What needs to be done:
Report how many lines below contain the string "finger", with case counting, and give only that number.

Location identification entries
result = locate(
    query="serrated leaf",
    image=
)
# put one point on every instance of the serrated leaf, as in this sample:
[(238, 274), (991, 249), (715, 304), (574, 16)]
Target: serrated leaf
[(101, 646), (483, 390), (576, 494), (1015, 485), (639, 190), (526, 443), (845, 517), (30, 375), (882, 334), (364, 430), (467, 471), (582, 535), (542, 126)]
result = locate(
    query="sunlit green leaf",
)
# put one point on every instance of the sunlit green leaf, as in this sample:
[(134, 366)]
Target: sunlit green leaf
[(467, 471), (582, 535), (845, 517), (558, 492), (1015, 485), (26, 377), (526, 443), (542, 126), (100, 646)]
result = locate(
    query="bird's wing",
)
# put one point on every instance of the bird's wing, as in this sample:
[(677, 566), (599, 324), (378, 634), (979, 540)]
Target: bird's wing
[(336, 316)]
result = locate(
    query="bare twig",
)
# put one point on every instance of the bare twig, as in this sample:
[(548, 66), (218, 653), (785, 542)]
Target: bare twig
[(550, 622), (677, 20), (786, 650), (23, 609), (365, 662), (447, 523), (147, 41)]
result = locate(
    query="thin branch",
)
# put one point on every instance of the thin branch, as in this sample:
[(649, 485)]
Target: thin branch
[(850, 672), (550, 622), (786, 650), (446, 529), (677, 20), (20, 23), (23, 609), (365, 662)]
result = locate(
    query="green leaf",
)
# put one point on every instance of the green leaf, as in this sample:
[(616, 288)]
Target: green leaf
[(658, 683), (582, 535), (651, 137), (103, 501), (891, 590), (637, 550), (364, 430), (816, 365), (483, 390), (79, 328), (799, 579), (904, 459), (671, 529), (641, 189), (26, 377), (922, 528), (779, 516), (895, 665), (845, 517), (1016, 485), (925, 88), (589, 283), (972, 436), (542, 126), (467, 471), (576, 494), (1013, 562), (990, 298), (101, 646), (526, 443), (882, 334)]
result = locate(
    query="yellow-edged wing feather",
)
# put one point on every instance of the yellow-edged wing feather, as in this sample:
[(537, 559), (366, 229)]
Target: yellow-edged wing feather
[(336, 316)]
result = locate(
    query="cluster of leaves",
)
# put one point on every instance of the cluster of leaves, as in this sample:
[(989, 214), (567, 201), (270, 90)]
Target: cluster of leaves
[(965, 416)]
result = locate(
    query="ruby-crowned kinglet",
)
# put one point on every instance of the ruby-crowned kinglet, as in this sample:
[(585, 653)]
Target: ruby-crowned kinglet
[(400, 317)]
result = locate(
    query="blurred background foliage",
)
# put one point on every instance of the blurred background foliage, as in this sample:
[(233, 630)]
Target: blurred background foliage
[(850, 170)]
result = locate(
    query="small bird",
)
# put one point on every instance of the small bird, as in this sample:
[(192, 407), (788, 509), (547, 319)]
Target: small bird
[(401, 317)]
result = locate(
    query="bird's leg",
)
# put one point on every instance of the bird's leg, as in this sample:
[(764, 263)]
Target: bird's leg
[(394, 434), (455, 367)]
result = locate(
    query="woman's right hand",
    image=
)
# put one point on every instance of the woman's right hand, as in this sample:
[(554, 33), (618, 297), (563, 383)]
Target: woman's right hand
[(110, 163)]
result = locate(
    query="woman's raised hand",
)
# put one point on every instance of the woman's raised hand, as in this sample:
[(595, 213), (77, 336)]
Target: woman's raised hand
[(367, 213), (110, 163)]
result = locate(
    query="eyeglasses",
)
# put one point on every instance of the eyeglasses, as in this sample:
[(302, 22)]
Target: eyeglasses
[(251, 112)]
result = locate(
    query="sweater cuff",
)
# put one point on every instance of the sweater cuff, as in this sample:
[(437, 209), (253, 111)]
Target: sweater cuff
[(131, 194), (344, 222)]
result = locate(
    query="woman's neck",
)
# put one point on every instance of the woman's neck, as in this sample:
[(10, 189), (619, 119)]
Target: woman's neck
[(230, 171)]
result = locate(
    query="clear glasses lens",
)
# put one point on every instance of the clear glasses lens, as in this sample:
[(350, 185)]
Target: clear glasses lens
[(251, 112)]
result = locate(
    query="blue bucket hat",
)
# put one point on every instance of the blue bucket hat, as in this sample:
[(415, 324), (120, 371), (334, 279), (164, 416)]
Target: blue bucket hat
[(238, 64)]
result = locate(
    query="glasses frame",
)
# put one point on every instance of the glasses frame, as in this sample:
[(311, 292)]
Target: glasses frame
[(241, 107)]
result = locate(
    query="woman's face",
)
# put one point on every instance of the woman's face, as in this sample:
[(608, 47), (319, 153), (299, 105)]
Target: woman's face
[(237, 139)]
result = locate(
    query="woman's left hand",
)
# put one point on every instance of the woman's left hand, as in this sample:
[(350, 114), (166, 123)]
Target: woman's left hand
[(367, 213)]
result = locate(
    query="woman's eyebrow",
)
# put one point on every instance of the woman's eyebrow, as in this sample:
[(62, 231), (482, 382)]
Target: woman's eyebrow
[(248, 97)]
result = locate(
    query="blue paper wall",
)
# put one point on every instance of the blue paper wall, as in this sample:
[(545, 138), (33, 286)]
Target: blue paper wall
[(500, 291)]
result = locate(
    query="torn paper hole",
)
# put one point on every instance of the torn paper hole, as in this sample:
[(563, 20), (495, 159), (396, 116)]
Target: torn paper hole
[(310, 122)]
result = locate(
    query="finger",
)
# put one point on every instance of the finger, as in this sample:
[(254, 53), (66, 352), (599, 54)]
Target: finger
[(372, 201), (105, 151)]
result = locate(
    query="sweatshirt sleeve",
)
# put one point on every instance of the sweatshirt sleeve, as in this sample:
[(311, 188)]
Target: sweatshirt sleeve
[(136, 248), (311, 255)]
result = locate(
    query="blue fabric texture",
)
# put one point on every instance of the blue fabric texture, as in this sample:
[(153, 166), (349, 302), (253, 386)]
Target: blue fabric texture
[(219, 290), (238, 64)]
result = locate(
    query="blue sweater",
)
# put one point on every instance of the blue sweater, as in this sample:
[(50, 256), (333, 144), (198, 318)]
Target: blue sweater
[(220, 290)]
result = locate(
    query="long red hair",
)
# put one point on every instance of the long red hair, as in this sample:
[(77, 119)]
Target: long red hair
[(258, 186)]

Answer to this problem:
3